Democratic Education

According to the European democratic education community (EUDEC), democratic education rests on two basic principles:

  1. Self-determined learning
  2. A learning community based on equality and mutual respect

Now many state schools in Germany would claim that this is the case in their school, and it is true that education has generally moved towards a more student-centered approach and also respects students more than in times of corporal punishment in the last century.

But this is not enough. In state schools we still have a curriculum, classes are mandatory, time-frames are set and leave no room for self-determination. Teachers and students are not equal meaning they do not have the same rights in decision-making. In my opinion, this is due to the assumption that students would establish unreasonable rules. How are students supposed to learn that their voice counts when it doesn’t? To distinguish “truly” democratic schools, EUDEC proposes seven questions that have to be answered with ‘yes’:

  • Do students have free choice of whether or not to participate in scholastic and other activities?
  • Can students easily initiate and suggest scholastic and other activities?
  • Can students offer, lead and run scholastic and other activities?
  • Can students ‘vote’ on the school’s rules?
  • Can students ‘vote’ on the consequences of breaking rules?
***
• _REQUIRED TASK 1_: In the democratic education text, which organization proposes seven questions for distinguishing "truly" democratic schools?
• _REQUIRED TASK 2_:
Check each statement against the democratic education text. Mark each one yes or no and quote the words that decide it.
(a) In state schools, time-frames are set.
(b) Teachers and students in state schools have the same rights in decision-making.
(c) Self-determined learning is one of the two basic principles of democratic education named by EUDEC.
• _REQUIRED TASK 3_: Repeat word for word the part of the democratic education text that opens with the words containing "Now many state" and closes with "the last century.".
None of the data that come next is needed here.

• _SOURCE DATA_:
***
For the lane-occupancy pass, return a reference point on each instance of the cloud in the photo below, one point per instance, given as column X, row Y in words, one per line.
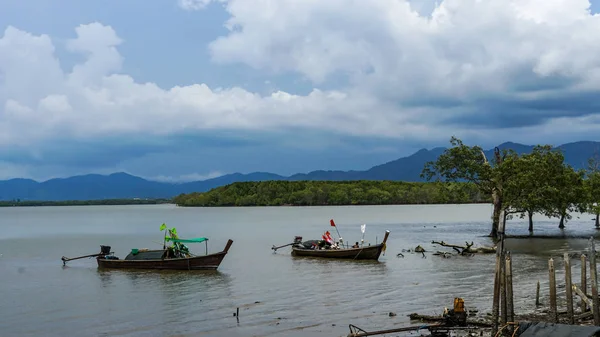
***
• _RIGHT ANSWER 1_: The European democratic education community (EUDEC).

• _RIGHT ANSWER 2_:
(a) Yes: "time-frames are set and leave no room for self-determination"
(b) No: "Teachers and students are not equal meaning they do not have the same rights in decision-making."
(c) Yes: "1. Self-determined learning"

• _RIGHT ANSWER 3_:
Now many state schools in Germany would claim that this is the case in their school, and it is true that education has generally moved towards a more student-centered approach and also respects students more than in times of corporal punishment in the last century.